> **Data for this task**:
○ ○ ○ ○ ○
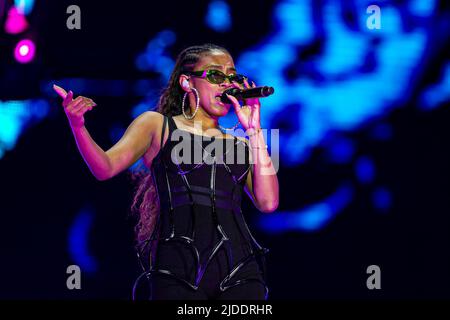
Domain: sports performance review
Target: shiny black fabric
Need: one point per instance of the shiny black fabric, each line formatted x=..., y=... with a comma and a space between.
x=201, y=247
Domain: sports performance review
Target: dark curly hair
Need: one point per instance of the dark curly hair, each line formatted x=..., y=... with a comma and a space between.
x=146, y=203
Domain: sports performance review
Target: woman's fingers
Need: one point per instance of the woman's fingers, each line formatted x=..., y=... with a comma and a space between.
x=68, y=99
x=74, y=103
x=60, y=91
x=235, y=102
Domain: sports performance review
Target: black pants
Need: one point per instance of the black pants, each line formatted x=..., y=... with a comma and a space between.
x=168, y=288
○ ○ ○ ○ ○
> **Task prompt**: Put every line of the listing above into a Markdown table with two columns, Row and Line, numbering the rows in order. Skip blank lines and leave out the pictures.

> **Final answer**:
| Row | Line |
|---|---|
| 1 | Domain: sports performance review |
| 2 | Target: shiny black fabric |
| 3 | Need: one point per instance of the shiny black fabric, each line formatted x=..., y=... with a comma and a space between. |
| 4 | x=201, y=247 |
| 5 | Domain: sports performance review |
| 6 | Target: dark curly hair |
| 7 | Need: one point per instance of the dark curly hair, each line formatted x=..., y=... with a comma and a space between. |
| 8 | x=146, y=203 |
| 9 | Domain: sports performance review |
| 10 | Target: woman's fingers |
| 11 | Need: one point per instance of the woman's fingers, each line formatted x=..., y=... with a comma and a space between. |
| 12 | x=68, y=99 |
| 13 | x=74, y=103 |
| 14 | x=60, y=91 |
| 15 | x=235, y=102 |
| 16 | Domain: sports performance review |
| 17 | Target: black pants |
| 18 | Need: one point per instance of the black pants, each line formatted x=..., y=... with a comma and a space between. |
| 19 | x=168, y=288 |